RECORDS PROVIDED:
▶

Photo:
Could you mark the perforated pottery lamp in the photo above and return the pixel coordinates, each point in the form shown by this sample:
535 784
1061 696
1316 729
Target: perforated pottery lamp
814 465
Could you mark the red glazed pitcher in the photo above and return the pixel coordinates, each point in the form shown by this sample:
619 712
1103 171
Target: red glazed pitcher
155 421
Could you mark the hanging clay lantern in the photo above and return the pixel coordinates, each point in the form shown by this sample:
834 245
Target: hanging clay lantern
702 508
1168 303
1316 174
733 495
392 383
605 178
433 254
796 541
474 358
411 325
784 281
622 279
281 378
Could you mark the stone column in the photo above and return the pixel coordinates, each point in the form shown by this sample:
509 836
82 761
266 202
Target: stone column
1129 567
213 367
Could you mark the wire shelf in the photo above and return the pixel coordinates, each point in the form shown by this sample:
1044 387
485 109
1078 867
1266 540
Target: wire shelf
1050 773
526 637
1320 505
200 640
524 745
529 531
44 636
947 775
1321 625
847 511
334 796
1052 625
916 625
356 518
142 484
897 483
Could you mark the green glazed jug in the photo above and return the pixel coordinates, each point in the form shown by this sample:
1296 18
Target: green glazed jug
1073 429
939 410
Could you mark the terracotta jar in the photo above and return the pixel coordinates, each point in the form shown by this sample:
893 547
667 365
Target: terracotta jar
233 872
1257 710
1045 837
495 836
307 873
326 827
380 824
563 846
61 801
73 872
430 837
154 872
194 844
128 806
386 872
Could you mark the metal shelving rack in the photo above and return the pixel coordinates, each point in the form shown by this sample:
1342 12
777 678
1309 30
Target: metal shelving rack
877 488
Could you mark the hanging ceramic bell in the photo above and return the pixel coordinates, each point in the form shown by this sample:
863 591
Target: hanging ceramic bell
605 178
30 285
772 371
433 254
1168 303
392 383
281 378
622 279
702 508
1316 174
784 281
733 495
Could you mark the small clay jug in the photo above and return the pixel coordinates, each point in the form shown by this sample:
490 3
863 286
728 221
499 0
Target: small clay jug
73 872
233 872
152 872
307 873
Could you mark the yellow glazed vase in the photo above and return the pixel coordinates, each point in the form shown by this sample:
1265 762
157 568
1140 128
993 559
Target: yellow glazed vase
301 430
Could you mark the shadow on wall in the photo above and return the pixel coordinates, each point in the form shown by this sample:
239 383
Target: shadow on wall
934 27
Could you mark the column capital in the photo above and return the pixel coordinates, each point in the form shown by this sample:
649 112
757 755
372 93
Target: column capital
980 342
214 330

◀

GIVEN TASK: Quote every line from the line containing "Could you mark the terracotta" through the closing line of the listing, including both.

THE RESPONSE:
Could you mark the terracotta jar in the photo above and return the pixel coordinates, each point in the form shown by this sample:
893 547
667 365
Target: terracotta jar
233 872
1257 710
1045 837
495 836
307 873
326 827
380 824
563 846
61 801
73 872
430 837
154 872
194 844
128 806
386 872
Could you mark the metal shelving rack in the photo above and return the pixel coordinates, each point in the form shown by this sample:
1342 12
777 678
1309 30
Target: metal shelving rack
877 488
Could you mark the hanging ceramic bell in the photo above and return the pixel coordinates, each point in the form shown by this sample:
863 591
Target: hanging ceramic bell
605 178
30 285
772 371
433 254
1168 303
392 383
281 378
622 279
702 508
1316 174
784 281
733 495
Could you mark the small clay jug in the photo above and return the pixel coordinates, each point in the form shown by this sample:
490 3
863 286
728 221
499 0
Target: small clay jug
73 872
233 872
152 872
307 873
Could you mark the yellow glazed vase in the photo above and return the pixel coordinates, each point in the form shown by this sample:
1265 762
157 568
1140 128
993 559
Target: yellow glazed vase
301 430
Could you mark the shadow on wall in the photo above and return the pixel coordinates, each point in the form shown by this sample:
239 383
Target: shadow on wall
934 27
Could you mark the column capital in the photo above and return the pixel coordinates, each point in the form shown by this sample:
649 112
757 755
372 93
Target: column capital
980 342
214 330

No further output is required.